Your instructions
Restate the following records word for word without images.

Information shown
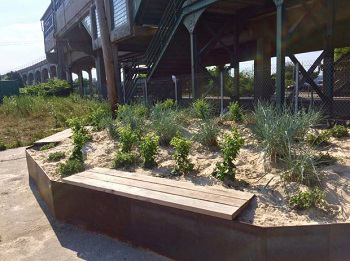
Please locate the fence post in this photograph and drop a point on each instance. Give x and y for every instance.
(222, 90)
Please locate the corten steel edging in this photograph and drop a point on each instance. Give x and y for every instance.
(185, 235)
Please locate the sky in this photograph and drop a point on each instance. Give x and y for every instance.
(21, 37)
(22, 41)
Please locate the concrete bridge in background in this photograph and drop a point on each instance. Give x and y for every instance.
(152, 39)
(38, 72)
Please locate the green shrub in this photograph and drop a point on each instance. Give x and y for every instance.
(307, 199)
(80, 136)
(339, 131)
(127, 138)
(53, 87)
(202, 109)
(207, 134)
(56, 156)
(149, 150)
(321, 139)
(169, 104)
(97, 117)
(110, 125)
(277, 128)
(133, 115)
(235, 112)
(72, 166)
(47, 146)
(182, 150)
(2, 146)
(165, 124)
(124, 159)
(230, 147)
(301, 166)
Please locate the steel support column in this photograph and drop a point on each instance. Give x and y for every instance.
(194, 64)
(236, 91)
(328, 72)
(101, 75)
(263, 88)
(280, 51)
(61, 72)
(81, 83)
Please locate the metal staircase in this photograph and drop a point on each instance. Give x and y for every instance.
(146, 64)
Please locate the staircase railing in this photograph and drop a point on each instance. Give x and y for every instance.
(166, 27)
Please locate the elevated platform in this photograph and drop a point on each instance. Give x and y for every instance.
(176, 194)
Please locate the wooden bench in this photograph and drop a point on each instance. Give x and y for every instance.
(222, 203)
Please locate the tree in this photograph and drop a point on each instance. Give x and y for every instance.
(14, 76)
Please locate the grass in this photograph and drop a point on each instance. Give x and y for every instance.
(277, 128)
(26, 119)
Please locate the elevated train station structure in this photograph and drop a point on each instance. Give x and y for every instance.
(153, 39)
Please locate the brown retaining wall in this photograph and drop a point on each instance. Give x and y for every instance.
(184, 235)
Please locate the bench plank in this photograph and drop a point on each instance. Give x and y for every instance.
(174, 183)
(167, 189)
(161, 198)
(58, 137)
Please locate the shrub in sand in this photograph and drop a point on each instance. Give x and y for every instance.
(230, 147)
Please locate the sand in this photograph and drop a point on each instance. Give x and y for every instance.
(268, 208)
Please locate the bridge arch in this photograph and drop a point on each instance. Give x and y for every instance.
(37, 77)
(30, 79)
(44, 75)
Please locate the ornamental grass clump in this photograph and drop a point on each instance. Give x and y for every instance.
(207, 134)
(230, 147)
(127, 137)
(319, 140)
(235, 112)
(202, 109)
(276, 128)
(339, 131)
(301, 167)
(182, 150)
(164, 124)
(149, 150)
(133, 115)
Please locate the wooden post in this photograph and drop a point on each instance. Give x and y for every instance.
(107, 54)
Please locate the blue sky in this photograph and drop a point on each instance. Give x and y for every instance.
(21, 38)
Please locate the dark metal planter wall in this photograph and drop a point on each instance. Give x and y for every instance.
(183, 235)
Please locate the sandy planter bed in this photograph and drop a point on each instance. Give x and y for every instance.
(269, 208)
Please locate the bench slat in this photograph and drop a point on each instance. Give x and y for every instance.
(174, 183)
(165, 199)
(166, 189)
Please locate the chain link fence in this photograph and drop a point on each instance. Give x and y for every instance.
(327, 87)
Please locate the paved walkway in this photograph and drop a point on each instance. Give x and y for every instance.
(29, 232)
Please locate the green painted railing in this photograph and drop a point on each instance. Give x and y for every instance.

Answer to the exercise
Please locate the fence post in this photograph and drop a point on each instance. Give x and y for every instance.
(222, 90)
Please locate the corten steel edging in this photograph and drop a point on each instance. Give x and y for every instance.
(185, 235)
Please locate the sky in this photograph and drop a point on each instance. Give x and y for every instance.
(21, 37)
(22, 41)
Please locate the concrete bridge in background in this photograph and drop a point on each instance. Give x and y for every instance.
(152, 39)
(38, 72)
Please locate the green shrub in this photograph and drop a point on each instance. Give x and y for every instance.
(307, 199)
(80, 136)
(339, 131)
(127, 138)
(53, 87)
(202, 109)
(207, 134)
(56, 156)
(149, 150)
(321, 139)
(169, 104)
(97, 117)
(110, 125)
(277, 128)
(133, 115)
(235, 112)
(72, 166)
(47, 146)
(182, 150)
(2, 146)
(165, 124)
(124, 159)
(230, 147)
(301, 166)
Please locate the steel support column in this photograph and drop a point on each instance. Give x and y for every instance.
(194, 64)
(236, 91)
(328, 72)
(101, 75)
(263, 88)
(280, 51)
(61, 72)
(81, 83)
Please locate the metal staircase in this photograph and drop a point on each instance. Give x and y for every instance.
(146, 64)
Please locate the staircase railing in this photograph and drop a point on each instance. Give x and y for every instance.
(166, 27)
Please locate the elevated platform in this photograph and drop a point on each instance. Give x and y for every instance.
(176, 194)
Please locate the wooden bench in this photograph and drop a point on each instance. Give x and y for every instance.
(222, 203)
Please locate the tree in this photograph and drop a point on each instance. Give x and y for every instance.
(14, 76)
Please locate the grass in this photograph and drop a point on each instance. Give x and y for every instance.
(277, 128)
(26, 119)
Please locate the elevated train station structure in this photograph and drop a point on each instance. Give x and y for every instance.
(153, 39)
Please locate the brown retaining wall in this photograph and drop a point on each instance. Give x and y for every instance.
(184, 235)
Please locate the bench plank in this photograph and drop a point on each instance. Give x and y for every instance.
(174, 183)
(167, 189)
(161, 198)
(58, 137)
Please locate the shrub in sand in this photograph and drop a point on each instance. Give x and y for every instance.
(230, 147)
Please locate the sand in this photograph and drop a point on each instance. Give x and y for every instance.
(268, 208)
Please locate the bridge arch in this photograph and drop a point on each instance. Give x and y for every instance.
(37, 77)
(30, 79)
(44, 75)
Please locate the ornamental grass clump in this photograph and drop a point on each instance. Give x and y for every instance.
(207, 134)
(230, 147)
(127, 137)
(319, 140)
(235, 112)
(202, 109)
(276, 128)
(339, 131)
(301, 167)
(182, 150)
(164, 124)
(149, 150)
(133, 115)
Please locate the wooden post in this photograph and drop a point on each instance. Give x and y for every instance.
(107, 54)
Please locate the blue sky in this photograph and drop a point on each instance. Give x and y for every instance.
(21, 38)
Please locate the dark metal planter wall in this photograph and drop a point on each instance. Give x and y for every instance.
(183, 235)
Please locate the sandy planter bed in this photograph and drop a point on each instance. Give x and y for every instance.
(269, 208)
Please locate the bench slat in this photograph and drop a point on each instance. Give x and y for every instance.
(174, 183)
(165, 199)
(166, 189)
Please locate the chain link fence in this photograph and drop a point on each instance. Give x and y for every instance.
(327, 87)
Please locate the paved walkway in this photograph and drop a point on each instance. Give x and y for every instance.
(29, 232)
Please locate the green painted railing in this photograph and drop a point on each instance. Give x and y for every instance.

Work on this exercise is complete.